▶ _Listed entries_
- - -

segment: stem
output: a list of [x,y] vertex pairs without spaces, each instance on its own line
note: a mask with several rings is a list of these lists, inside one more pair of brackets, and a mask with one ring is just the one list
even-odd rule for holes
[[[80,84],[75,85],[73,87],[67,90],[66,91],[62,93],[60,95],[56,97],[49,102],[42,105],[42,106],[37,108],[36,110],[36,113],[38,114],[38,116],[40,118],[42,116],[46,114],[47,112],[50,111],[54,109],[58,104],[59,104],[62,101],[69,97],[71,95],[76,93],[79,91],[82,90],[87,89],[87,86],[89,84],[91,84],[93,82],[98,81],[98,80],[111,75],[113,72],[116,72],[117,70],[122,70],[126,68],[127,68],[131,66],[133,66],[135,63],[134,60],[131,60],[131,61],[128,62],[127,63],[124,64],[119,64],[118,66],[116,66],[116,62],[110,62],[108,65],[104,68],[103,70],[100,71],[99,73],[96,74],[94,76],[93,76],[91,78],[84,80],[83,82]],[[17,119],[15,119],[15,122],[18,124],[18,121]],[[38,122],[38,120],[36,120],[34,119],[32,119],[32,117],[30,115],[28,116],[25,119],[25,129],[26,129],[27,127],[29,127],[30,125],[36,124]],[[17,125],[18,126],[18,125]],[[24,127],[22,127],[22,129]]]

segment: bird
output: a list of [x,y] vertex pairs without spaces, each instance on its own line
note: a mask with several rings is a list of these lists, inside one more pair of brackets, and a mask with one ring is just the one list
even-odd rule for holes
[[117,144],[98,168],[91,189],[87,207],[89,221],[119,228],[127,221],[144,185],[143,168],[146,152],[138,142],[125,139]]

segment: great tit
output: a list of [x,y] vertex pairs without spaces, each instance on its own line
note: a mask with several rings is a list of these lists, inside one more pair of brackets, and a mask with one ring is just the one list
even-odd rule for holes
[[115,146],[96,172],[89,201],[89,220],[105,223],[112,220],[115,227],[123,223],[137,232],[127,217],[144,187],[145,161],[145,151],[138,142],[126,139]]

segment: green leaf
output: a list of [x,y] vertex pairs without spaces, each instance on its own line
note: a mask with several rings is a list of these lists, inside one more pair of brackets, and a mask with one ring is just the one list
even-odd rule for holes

- - -

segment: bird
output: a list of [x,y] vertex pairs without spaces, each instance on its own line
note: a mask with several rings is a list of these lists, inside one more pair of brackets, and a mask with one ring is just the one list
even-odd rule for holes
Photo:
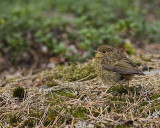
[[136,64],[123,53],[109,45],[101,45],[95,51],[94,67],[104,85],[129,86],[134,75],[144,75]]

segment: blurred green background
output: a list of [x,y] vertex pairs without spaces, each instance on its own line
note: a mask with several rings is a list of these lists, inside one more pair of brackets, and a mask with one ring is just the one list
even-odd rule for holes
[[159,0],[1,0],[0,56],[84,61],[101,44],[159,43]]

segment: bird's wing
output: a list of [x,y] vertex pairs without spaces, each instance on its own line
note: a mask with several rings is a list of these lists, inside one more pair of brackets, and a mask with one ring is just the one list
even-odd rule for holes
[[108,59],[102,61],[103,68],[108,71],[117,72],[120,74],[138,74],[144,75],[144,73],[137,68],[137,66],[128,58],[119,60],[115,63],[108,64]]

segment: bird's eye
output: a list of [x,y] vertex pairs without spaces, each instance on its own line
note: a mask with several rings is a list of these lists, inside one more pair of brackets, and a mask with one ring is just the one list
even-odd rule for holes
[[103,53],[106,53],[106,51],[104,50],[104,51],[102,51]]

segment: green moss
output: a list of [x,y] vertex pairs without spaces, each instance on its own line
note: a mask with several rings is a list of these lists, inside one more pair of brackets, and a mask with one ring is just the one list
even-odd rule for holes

- - -

Show every line above that contains the string "segment", copying each one in full.

▶ _Complete output_
segment: stem
segment: bird
segment: great tit
segment: green leaf
segment: bird
segment: blurred green background
segment: bird's wing
segment: bird's eye
segment: green moss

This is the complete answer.